LISTING start
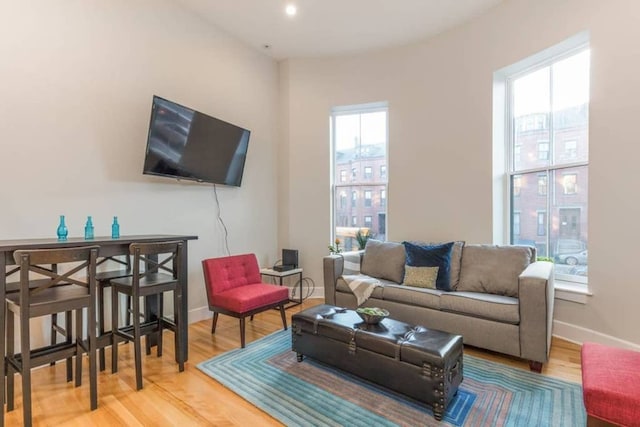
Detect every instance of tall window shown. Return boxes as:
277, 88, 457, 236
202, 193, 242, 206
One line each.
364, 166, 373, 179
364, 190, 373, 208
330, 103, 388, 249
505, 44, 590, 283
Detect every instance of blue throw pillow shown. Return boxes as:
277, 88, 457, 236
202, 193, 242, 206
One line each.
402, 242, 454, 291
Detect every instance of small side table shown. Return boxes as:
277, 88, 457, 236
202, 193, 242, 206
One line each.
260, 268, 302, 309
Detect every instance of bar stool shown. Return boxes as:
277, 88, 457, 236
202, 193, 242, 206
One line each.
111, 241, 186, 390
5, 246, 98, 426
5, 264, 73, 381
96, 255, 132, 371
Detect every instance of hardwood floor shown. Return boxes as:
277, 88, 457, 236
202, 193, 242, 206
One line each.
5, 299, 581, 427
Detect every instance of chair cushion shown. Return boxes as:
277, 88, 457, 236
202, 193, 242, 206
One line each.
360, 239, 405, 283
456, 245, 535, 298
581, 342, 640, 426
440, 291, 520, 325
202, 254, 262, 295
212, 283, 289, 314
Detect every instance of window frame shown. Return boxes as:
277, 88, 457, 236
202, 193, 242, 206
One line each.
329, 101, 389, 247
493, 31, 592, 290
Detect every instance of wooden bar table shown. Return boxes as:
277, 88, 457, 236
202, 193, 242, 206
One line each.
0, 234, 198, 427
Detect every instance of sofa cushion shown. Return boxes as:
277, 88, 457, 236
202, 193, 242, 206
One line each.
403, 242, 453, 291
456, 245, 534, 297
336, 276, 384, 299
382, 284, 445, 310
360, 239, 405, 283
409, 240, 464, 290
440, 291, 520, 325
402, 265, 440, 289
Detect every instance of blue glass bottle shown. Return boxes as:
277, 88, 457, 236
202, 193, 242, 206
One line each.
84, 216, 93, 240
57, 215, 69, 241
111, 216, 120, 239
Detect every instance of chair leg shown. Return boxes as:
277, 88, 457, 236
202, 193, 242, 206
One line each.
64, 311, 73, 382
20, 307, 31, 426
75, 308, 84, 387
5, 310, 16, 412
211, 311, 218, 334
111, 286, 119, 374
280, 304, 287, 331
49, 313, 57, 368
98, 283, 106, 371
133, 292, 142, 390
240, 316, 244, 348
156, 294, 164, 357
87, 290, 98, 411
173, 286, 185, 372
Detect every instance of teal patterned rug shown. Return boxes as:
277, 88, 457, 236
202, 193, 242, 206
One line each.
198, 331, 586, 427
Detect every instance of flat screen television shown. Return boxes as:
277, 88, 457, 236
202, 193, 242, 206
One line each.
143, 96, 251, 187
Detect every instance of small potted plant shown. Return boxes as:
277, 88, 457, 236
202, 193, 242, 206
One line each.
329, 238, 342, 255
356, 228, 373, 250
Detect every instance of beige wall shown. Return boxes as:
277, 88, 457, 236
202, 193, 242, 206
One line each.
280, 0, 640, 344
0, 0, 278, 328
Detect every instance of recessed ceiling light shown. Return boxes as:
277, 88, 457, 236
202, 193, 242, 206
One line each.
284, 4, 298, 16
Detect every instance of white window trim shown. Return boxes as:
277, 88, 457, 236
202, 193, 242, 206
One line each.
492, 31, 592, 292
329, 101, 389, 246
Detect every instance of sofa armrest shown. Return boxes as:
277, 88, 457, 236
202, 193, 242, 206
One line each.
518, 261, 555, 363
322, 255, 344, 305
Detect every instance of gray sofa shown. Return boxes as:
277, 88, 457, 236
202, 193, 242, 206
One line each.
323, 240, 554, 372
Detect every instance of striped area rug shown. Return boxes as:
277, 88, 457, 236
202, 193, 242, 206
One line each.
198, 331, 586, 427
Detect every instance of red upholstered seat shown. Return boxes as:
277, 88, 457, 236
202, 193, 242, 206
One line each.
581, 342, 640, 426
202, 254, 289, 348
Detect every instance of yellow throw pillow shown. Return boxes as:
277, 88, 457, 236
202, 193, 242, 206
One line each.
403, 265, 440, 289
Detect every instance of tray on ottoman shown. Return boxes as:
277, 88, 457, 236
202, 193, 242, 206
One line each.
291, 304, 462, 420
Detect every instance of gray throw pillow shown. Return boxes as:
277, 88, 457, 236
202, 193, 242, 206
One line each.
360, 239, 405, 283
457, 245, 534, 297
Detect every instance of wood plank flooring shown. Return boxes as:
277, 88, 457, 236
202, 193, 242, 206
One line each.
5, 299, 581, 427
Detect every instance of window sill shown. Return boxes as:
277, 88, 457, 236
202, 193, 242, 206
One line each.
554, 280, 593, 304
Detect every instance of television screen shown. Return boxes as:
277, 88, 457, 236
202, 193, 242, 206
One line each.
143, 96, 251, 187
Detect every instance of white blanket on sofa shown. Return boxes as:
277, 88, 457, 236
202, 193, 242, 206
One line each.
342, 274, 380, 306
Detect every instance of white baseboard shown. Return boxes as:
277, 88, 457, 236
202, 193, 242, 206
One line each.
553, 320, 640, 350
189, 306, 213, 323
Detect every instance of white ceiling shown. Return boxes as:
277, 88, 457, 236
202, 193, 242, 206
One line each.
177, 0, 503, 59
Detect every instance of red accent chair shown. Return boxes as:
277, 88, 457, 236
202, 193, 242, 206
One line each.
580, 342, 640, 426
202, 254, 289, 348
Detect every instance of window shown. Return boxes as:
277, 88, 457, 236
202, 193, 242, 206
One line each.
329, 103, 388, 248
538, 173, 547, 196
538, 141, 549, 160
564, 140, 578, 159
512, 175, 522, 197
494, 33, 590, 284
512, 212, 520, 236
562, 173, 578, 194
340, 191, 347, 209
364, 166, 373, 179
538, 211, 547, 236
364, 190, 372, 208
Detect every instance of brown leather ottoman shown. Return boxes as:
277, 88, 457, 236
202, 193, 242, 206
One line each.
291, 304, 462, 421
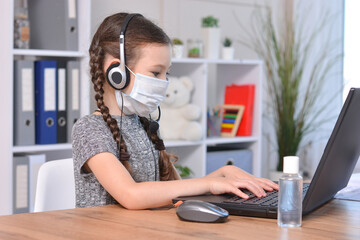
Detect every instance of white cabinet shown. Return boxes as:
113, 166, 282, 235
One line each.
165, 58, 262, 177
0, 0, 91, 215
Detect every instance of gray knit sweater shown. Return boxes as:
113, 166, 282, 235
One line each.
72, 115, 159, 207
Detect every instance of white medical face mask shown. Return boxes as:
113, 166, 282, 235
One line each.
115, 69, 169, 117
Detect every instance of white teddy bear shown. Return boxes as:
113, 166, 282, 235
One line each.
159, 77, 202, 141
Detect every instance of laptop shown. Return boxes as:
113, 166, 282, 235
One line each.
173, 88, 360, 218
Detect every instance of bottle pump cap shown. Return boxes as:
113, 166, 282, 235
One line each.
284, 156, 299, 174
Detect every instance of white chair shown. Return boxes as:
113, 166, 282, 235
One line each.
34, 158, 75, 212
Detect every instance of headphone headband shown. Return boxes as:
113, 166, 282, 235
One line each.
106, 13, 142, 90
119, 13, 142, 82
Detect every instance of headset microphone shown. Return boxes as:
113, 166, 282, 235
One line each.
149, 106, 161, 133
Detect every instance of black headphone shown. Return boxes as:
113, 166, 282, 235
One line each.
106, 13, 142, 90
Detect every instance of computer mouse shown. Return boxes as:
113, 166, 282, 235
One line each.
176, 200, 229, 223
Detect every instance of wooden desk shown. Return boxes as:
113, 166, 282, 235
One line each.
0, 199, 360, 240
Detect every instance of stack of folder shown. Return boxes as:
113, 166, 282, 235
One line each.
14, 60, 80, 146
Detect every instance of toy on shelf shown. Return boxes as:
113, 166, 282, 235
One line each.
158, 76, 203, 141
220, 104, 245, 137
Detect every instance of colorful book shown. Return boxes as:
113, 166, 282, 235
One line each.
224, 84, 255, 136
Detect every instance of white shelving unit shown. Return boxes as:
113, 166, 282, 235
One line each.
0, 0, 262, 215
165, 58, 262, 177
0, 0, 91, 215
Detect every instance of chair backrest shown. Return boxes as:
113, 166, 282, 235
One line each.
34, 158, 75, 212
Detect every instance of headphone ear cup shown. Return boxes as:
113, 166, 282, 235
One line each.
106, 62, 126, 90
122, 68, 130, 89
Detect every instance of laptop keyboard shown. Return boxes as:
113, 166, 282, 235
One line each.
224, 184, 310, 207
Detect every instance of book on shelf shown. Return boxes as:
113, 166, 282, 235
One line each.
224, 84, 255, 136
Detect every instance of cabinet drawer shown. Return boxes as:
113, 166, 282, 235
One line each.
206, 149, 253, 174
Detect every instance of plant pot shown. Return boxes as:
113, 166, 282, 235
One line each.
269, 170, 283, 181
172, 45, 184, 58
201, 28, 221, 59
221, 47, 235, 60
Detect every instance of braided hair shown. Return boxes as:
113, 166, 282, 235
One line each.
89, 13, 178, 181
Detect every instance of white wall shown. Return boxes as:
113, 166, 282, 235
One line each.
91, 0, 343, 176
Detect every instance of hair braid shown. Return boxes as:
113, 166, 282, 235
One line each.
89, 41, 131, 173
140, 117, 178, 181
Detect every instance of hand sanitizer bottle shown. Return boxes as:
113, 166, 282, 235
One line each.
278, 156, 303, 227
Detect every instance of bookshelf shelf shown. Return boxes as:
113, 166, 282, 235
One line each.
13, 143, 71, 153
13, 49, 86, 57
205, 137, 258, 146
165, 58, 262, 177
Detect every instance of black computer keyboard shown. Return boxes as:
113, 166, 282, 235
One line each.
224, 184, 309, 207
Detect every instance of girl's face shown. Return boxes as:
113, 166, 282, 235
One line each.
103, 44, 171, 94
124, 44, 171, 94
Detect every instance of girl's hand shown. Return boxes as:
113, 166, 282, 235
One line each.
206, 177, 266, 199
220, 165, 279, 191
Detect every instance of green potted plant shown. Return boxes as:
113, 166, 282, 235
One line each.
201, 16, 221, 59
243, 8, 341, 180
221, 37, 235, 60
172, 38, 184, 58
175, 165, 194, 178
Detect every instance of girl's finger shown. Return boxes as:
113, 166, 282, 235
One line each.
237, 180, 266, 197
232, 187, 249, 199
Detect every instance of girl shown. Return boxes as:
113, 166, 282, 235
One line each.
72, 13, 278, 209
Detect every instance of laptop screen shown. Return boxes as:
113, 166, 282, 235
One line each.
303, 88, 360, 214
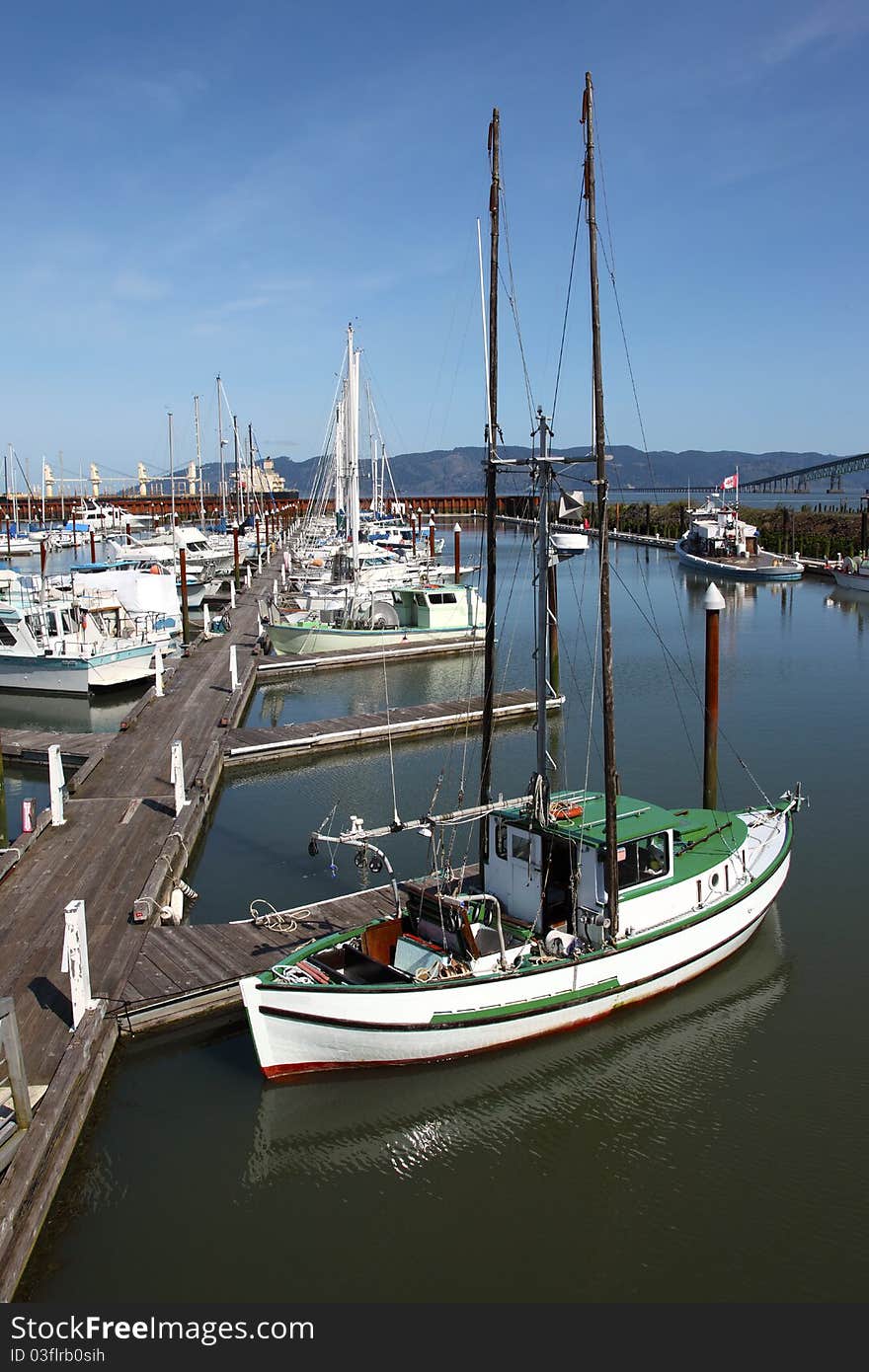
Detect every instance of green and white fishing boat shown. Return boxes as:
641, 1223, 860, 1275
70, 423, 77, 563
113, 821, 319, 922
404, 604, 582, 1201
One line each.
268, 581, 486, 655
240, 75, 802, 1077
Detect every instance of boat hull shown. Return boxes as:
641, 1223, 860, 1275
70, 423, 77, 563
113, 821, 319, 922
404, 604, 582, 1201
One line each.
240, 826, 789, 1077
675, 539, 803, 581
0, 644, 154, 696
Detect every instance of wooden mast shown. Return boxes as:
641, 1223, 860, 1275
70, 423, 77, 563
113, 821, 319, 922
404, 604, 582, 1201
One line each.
LISTING end
**WHAT THIS TASK INVOLVES:** Rewrite every line from the one holding "Detect every instance of beige" through the one holding "329, 101, 389, 246", inclusive, requests and their sample boxes included. Add 85 to each coordinate in the answer boxes only.

**RESPONSE:**
Detect every instance of beige wall shown. Return boxes as:
277, 88, 457, 236
202, 193, 242, 206
One line each.
365, 85, 725, 429
85, 85, 363, 413
Detect every instance of recessed ceiling light shown. Return boxes as:
277, 88, 457, 236
202, 193, 242, 206
One line each.
369, 89, 383, 101
Detect every instance of white window trim shown. Return boxes as:
277, 88, 457, 236
202, 193, 242, 206
One line each.
577, 116, 677, 377
414, 186, 474, 331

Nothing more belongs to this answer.